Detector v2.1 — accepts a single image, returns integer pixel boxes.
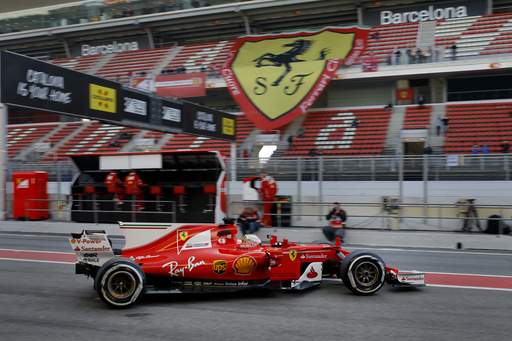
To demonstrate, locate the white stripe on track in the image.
[347,246,512,257]
[426,284,512,291]
[0,257,75,265]
[0,249,75,255]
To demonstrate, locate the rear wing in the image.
[69,230,114,267]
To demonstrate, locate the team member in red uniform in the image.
[124,171,145,211]
[105,171,124,205]
[259,172,277,226]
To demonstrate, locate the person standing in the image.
[501,141,510,154]
[322,202,347,241]
[259,171,277,226]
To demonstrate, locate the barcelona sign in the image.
[222,27,368,130]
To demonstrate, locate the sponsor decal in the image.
[16,179,28,188]
[222,117,235,135]
[306,267,318,279]
[222,27,368,130]
[162,256,206,277]
[288,250,297,262]
[80,40,139,56]
[162,106,181,123]
[89,83,117,113]
[380,5,468,25]
[16,69,71,104]
[300,253,327,259]
[69,235,114,265]
[233,256,258,276]
[177,230,212,254]
[212,260,228,275]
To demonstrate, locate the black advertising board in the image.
[0,51,119,120]
[118,88,151,122]
[0,51,236,141]
[159,99,183,129]
[183,102,236,141]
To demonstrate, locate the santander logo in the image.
[306,267,318,279]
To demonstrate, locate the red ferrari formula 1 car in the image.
[70,219,424,307]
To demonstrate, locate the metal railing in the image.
[229,201,512,235]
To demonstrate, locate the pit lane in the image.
[0,235,512,341]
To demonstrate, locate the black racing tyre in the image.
[94,258,145,308]
[340,251,386,295]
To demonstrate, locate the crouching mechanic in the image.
[323,202,347,241]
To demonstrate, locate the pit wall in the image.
[7,181,512,231]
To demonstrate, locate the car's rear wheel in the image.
[340,252,386,295]
[95,258,145,308]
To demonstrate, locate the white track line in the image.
[0,257,75,265]
[347,246,512,257]
[0,249,75,255]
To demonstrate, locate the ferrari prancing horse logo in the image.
[222,28,367,130]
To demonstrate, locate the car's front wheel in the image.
[340,252,386,295]
[95,258,145,308]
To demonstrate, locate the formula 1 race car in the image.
[70,222,424,307]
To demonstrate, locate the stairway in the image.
[272,114,307,157]
[416,20,437,49]
[384,106,407,155]
[87,53,117,75]
[428,103,446,154]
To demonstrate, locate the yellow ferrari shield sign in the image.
[223,28,367,130]
[288,250,297,262]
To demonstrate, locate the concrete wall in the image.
[327,80,394,108]
[229,181,512,231]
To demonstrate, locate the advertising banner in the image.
[363,0,487,26]
[1,51,120,120]
[0,51,236,141]
[222,27,368,130]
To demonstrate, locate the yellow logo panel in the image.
[222,117,235,136]
[89,84,117,114]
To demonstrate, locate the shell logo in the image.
[233,256,258,276]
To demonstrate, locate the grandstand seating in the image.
[285,109,391,156]
[7,123,58,158]
[161,116,254,157]
[444,102,512,154]
[403,106,432,129]
[436,13,512,57]
[52,55,101,73]
[43,121,140,160]
[164,40,232,72]
[365,23,418,62]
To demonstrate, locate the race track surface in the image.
[0,234,512,341]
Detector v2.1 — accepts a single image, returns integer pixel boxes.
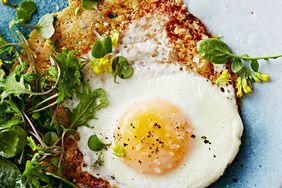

▶ **TASK TO COMPLETE**
Render every line of the items above as a Markdown table with the columns Row and Text, numbering each row and omitting blank lines. Leave the pictures out of the table.

▶ **ANSWER TO THIS TASK**
| Row | Text |
|---|---|
| 1 | Detector v2.1 — accepts a single image, returns integer pixel boxes. |
| 2 | To demonstrate, locate the white stripe on track in the image. |
| 3 | [347,246,512,257] |
| 4 | [426,284,512,291] |
| 5 | [0,257,75,265] |
| 6 | [0,249,75,255] |
| 7 | To demonstrate, locate the rear wing in the image. |
| 8 | [69,230,114,267] |
| 9 | To demonstrate, locate the team member in red uniform in the image. |
| 10 | [124,171,145,211] |
| 11 | [105,171,124,205] |
| 12 | [259,172,277,226] |
| 13 | To demonstrate, locate the person standing in the image. |
| 14 | [501,141,510,154] |
| 15 | [322,202,347,241] |
| 16 | [259,171,277,226] |
| 17 | To demonstrate, locate the barcelona sign in the image. |
| 18 | [222,27,368,130] |
| 19 | To demonstrate, locate the sponsor decal in the image. |
| 20 | [16,179,28,188] |
| 21 | [222,117,235,135] |
| 22 | [306,267,318,279] |
| 23 | [222,27,368,130] |
| 24 | [162,256,206,277] |
| 25 | [288,250,297,262] |
| 26 | [80,40,139,56] |
| 27 | [162,106,181,123] |
| 28 | [89,83,117,113] |
| 29 | [380,5,468,25] |
| 30 | [16,69,71,104] |
| 31 | [300,253,327,259] |
| 32 | [69,235,114,265] |
| 33 | [233,256,258,276] |
| 34 | [177,230,212,254] |
| 35 | [212,260,228,275] |
| 36 | To demonstrate, locate the black advertising board in the image. |
| 37 | [0,51,119,120] |
| 38 | [118,88,151,122] |
| 39 | [0,51,236,141] |
| 40 | [159,99,183,129] |
| 41 | [183,102,236,141] |
| 42 | To demonstrate, locate the santander logo in the image. |
| 43 | [306,267,318,279] |
| 44 | To demonstrate, locate the red ferrari formula 1 car in the image. |
| 45 | [70,219,424,307] |
| 46 | To demonstrate, locate the metal railing in the image. |
| 47 | [229,201,512,235] |
| 48 | To demonstrate, locate the pit lane in the image. |
| 49 | [0,235,512,341] |
| 50 | To demonstrate, locate the black racing tyre in the image. |
| 51 | [94,258,145,308] |
| 52 | [340,251,386,295] |
| 53 | To demonstrate, locate the crouching mechanic in the image. |
| 54 | [323,202,347,241] |
| 55 | To demonstrate, locate the pit wall in the image. |
| 56 | [7,181,512,231] |
| 57 | To demonstrate, locate the car's rear wheel in the image. |
| 58 | [340,252,386,295] |
| 59 | [95,258,145,308] |
| 60 | To demonstrate, locate the white track line in the image. |
| 61 | [0,257,75,265] |
| 62 | [347,246,512,257] |
| 63 | [0,249,75,255] |
| 64 | To demonstrate, locate the ferrari prancing horse logo in the image. |
| 65 | [222,28,367,130] |
| 66 | To demonstrate, locate the car's front wheel in the image. |
| 67 | [340,252,386,295] |
| 68 | [95,258,145,308] |
| 69 | To demonstrate, locate the formula 1 race car in the image. |
| 70 | [70,222,424,307] |
| 71 | To demonstrate, locate the stairway in the image. |
| 72 | [272,114,307,157] |
| 73 | [416,20,437,49] |
| 74 | [384,106,407,155] |
| 75 | [87,53,117,75] |
| 76 | [428,103,446,154] |
| 77 | To demonstrate, locate the yellow ferrari shield sign in the image. |
| 78 | [223,28,367,130] |
| 79 | [288,250,297,262] |
| 80 | To demonstrate, locate the concrete wall in the image. |
| 81 | [327,80,394,108] |
| 82 | [229,181,512,231] |
| 83 | To demonstrate, locate the advertising banner in the image. |
| 84 | [363,0,487,26] |
| 85 | [1,51,120,120] |
| 86 | [0,51,236,141] |
| 87 | [222,27,368,130] |
| 88 | To demonstrate, locate the yellow logo panel in the image. |
| 89 | [222,117,235,136] |
| 90 | [89,84,117,114] |
| 91 | To demonstrate, locate the shell logo in the image. |
| 92 | [233,256,258,276] |
| 93 | To demonstrate, locate the grandstand seating in the image. |
| 94 | [285,109,391,156] |
| 95 | [7,123,58,158] |
| 96 | [161,116,254,157] |
| 97 | [444,102,512,154] |
| 98 | [403,106,432,129] |
| 99 | [436,13,512,57] |
| 100 | [52,55,101,73] |
| 101 | [43,121,140,160] |
| 102 | [164,40,232,72] |
| 103 | [365,23,418,62] |
| 104 | To demonstrate, locate the race track surface in the image. |
| 105 | [0,234,512,341] |
| 106 | Detector v2.1 — accepts a single image, returns integer pixel boxes. |